======== PASSAGE FOR REVIEW

A preacher of the Gospel. When he was a Jewish rabbi, Paul was separated as a Pharisee to the laws and traditions of the Jews. But, when he yielded to Christ, he was separated to the Gospel and its ministry. This Gospel is not a new message; it was promised in the Old Testament as early as Genesis chapter three. The Gospel is the ‘Good News’. It is the message of redemption. There are three things that we need to understand about the Gospel: 1. It originates with God, not man. God is the author of the Gospel. It was His idea. It is His story. It is His plan. This divine plan of God began even before He created the world. In His foreknowledge, He knew that man would need saving. Therefore, He provided a way through Jesus. It is all of God. 2. It centers on Jesus. The Gospel is all about Jesus. He is the only way. There is no other Gospel. There is no other way. Jesus is the only way. The message of the Gospel centers on what Jesus did for us on the cross. The entire Bible points to this truth. From Genesis through Revelation, it is all about Jesus. 3. It is available to all. One of the underlining themes in scripture is the fact that it is the desire of God’s heart that everyone be saved. The Gospel is available to all who will listen and receive. God does not turn anyone away who comes to Him by faith. This means you. It does not matter who you are or what you have done, Jesus loves you. He died for you. He has given you His grace. He has offered to you the gift of salvation. All you must do is receive it.

================

**WHAT TO WORK ON**
Condense the paragraph in the passage on the Gospel that begins "A preacher of the Gospel" into a short list that keeps its main facts. The records aren't needed for anything done with the passage on the Gospel.

======== GIVEN RECORDS

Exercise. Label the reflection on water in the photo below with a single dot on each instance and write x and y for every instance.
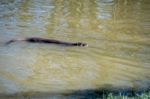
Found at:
(116, 31)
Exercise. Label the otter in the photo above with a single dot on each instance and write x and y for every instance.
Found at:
(47, 41)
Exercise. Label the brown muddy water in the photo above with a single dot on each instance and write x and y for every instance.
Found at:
(118, 55)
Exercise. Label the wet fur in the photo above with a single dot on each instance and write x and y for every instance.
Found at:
(47, 41)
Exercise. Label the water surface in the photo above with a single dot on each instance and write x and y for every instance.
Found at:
(117, 32)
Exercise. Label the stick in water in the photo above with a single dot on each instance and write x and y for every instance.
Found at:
(47, 41)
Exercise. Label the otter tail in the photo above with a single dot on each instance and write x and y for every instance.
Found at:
(14, 40)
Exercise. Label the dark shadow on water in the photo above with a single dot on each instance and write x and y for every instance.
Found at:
(80, 94)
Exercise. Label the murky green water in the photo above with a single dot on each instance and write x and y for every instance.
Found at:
(117, 32)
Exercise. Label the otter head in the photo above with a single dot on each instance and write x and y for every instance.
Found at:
(80, 44)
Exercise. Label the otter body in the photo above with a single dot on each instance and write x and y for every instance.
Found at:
(47, 41)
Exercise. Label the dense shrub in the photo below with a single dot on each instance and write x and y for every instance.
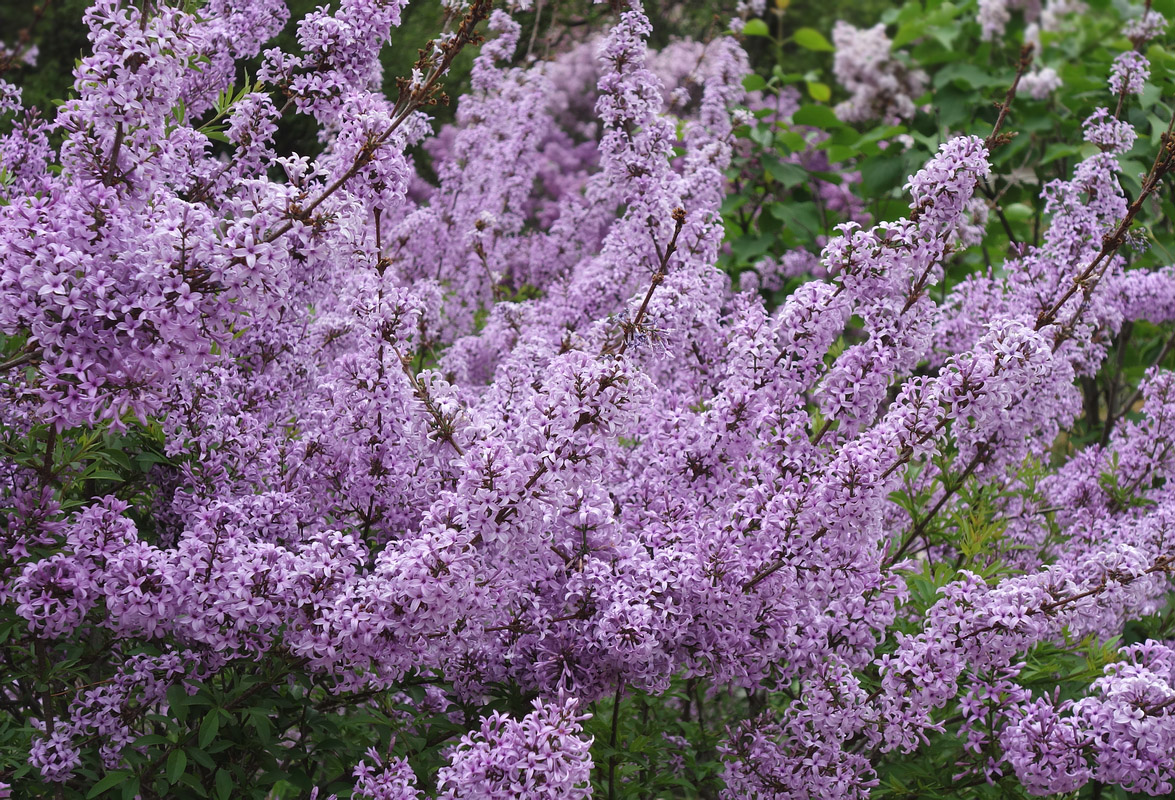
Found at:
(644, 431)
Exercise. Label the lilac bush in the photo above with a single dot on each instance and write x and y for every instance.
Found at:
(330, 474)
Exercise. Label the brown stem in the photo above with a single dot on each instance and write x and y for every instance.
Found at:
(994, 138)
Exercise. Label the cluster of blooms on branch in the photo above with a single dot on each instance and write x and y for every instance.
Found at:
(482, 452)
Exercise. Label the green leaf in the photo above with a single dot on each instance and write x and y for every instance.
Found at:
(756, 28)
(879, 175)
(966, 74)
(790, 175)
(820, 92)
(201, 758)
(753, 82)
(109, 781)
(812, 40)
(223, 785)
(131, 790)
(818, 116)
(208, 728)
(176, 762)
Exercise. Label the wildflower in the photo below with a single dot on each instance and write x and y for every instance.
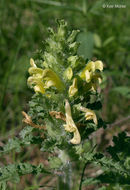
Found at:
(42, 79)
(70, 125)
(73, 88)
(90, 75)
(89, 114)
(68, 73)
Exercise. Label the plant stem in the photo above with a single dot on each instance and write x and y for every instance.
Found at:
(82, 176)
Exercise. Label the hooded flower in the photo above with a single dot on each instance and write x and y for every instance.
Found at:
(73, 88)
(42, 79)
(89, 114)
(68, 73)
(70, 125)
(90, 75)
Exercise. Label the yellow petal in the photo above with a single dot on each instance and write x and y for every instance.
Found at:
(70, 125)
(35, 71)
(89, 114)
(32, 63)
(87, 71)
(49, 75)
(90, 66)
(39, 88)
(73, 88)
(76, 139)
(68, 73)
(87, 76)
(98, 65)
(38, 84)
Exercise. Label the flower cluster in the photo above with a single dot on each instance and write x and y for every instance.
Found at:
(64, 70)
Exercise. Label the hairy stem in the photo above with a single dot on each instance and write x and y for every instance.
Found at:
(82, 176)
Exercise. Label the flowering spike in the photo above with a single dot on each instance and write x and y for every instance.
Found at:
(89, 114)
(70, 125)
(73, 88)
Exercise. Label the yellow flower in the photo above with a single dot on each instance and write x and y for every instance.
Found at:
(70, 125)
(38, 84)
(90, 69)
(52, 79)
(68, 73)
(73, 88)
(42, 79)
(89, 114)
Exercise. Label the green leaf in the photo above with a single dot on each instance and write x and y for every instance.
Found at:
(123, 90)
(86, 44)
(55, 162)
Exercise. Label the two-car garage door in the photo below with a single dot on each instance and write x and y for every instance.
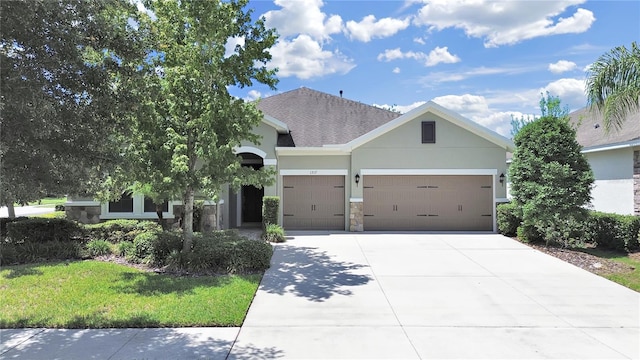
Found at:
(428, 202)
(391, 202)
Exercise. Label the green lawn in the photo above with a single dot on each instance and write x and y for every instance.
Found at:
(94, 294)
(629, 279)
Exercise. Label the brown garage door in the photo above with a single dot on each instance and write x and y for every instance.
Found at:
(434, 202)
(313, 202)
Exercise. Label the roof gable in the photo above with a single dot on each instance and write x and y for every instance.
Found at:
(591, 134)
(316, 119)
(440, 111)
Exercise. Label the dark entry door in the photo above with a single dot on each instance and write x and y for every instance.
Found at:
(252, 204)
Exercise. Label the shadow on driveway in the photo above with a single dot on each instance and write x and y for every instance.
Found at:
(310, 273)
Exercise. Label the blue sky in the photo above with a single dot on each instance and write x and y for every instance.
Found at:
(487, 60)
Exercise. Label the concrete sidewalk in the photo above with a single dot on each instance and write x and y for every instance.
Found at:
(26, 210)
(400, 296)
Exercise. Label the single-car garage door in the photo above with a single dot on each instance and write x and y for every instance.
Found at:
(313, 202)
(428, 202)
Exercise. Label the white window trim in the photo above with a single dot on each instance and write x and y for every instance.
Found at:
(138, 211)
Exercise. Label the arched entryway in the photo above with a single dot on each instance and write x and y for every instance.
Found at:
(249, 200)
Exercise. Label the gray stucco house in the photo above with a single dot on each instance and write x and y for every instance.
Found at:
(344, 165)
(614, 157)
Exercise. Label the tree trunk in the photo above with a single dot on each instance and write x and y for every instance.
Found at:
(11, 210)
(160, 217)
(188, 220)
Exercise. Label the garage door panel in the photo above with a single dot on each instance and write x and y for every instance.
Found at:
(313, 202)
(413, 202)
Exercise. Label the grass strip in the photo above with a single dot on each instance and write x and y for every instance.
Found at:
(94, 294)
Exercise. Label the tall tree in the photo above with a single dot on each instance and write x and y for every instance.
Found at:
(58, 106)
(613, 85)
(550, 178)
(187, 125)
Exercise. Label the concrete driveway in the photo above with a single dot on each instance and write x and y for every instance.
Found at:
(424, 296)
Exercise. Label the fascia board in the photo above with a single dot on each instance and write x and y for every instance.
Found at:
(436, 109)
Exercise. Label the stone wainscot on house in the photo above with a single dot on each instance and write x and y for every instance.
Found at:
(614, 157)
(344, 165)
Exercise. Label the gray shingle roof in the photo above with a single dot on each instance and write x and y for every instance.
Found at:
(316, 118)
(591, 133)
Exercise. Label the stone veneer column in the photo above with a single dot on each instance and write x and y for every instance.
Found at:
(356, 216)
(636, 182)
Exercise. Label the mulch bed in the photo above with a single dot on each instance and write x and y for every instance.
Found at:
(586, 261)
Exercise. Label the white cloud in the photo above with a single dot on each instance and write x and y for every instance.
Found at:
(435, 56)
(562, 66)
(370, 28)
(253, 95)
(305, 58)
(505, 22)
(303, 17)
(403, 109)
(459, 75)
(570, 91)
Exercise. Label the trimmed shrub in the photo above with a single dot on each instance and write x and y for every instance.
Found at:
(38, 230)
(614, 231)
(273, 233)
(224, 252)
(98, 248)
(30, 252)
(126, 249)
(270, 206)
(166, 243)
(5, 221)
(509, 217)
(116, 231)
(143, 245)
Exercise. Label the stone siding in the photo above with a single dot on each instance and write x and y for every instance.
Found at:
(636, 182)
(356, 216)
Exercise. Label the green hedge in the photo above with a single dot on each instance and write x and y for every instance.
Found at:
(37, 230)
(224, 252)
(509, 217)
(270, 206)
(5, 221)
(614, 231)
(116, 231)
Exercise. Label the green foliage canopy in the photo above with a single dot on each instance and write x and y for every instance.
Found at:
(613, 85)
(186, 125)
(58, 106)
(550, 178)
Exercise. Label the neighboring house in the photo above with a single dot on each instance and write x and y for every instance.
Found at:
(614, 159)
(344, 165)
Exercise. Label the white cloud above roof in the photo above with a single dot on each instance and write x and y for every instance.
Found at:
(369, 28)
(562, 66)
(505, 22)
(435, 56)
(305, 58)
(303, 17)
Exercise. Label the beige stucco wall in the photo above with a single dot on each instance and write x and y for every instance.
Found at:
(613, 186)
(268, 141)
(455, 148)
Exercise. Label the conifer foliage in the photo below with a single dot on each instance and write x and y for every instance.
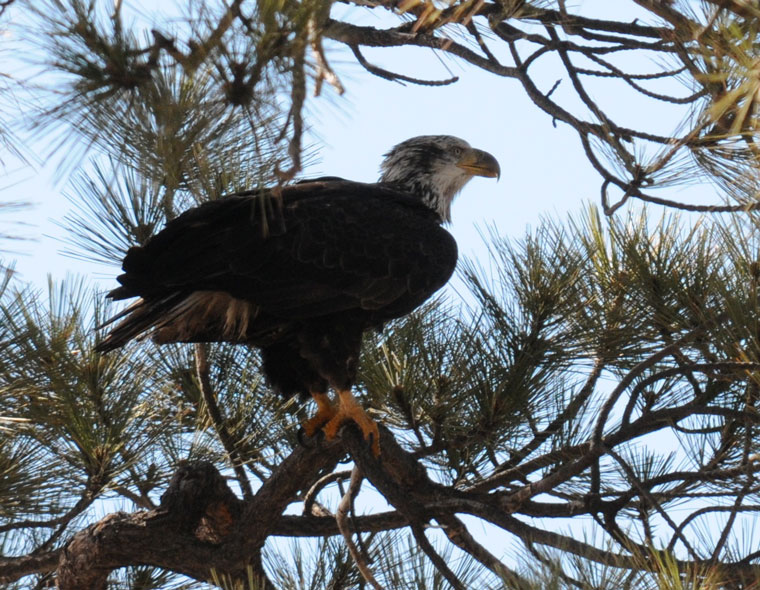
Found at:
(585, 417)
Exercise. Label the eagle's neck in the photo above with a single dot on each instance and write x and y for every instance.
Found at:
(437, 191)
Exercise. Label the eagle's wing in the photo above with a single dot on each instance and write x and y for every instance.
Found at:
(317, 248)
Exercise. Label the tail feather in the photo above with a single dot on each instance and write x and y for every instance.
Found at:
(140, 318)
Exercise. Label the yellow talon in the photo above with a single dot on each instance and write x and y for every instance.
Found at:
(349, 409)
(325, 413)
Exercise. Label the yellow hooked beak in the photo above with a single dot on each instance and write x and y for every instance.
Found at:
(479, 163)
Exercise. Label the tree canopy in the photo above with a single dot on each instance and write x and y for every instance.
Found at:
(601, 372)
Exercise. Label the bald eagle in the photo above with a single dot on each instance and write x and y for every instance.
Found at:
(301, 272)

================

**REPLY TO THE EXERCISE**
- Paul, once a Jewish rabbi separated as a Pharisee to the laws and traditions of the Jews, was separated to the Gospel and its ministry when he yielded to Christ.
- The Gospel is the "Good News," the message of redemption. It is not new: the Old Testament promised it as early as Genesis chapter three.
- There are three things to understand about it:
  1. It originates with God, not man. His plan began before He created the world. Knowing that man would need saving, He provided a way through Jesus.
  2. It centers on Jesus, the only way, and on what He did on the cross. The whole Bible, from Genesis through Revelation, points to Him.
  3. It is available to all. God desires everyone to be saved and turns away no one who comes to Him by faith. Whoever you are and whatever you have done, salvation is offered as a gift you need only receive.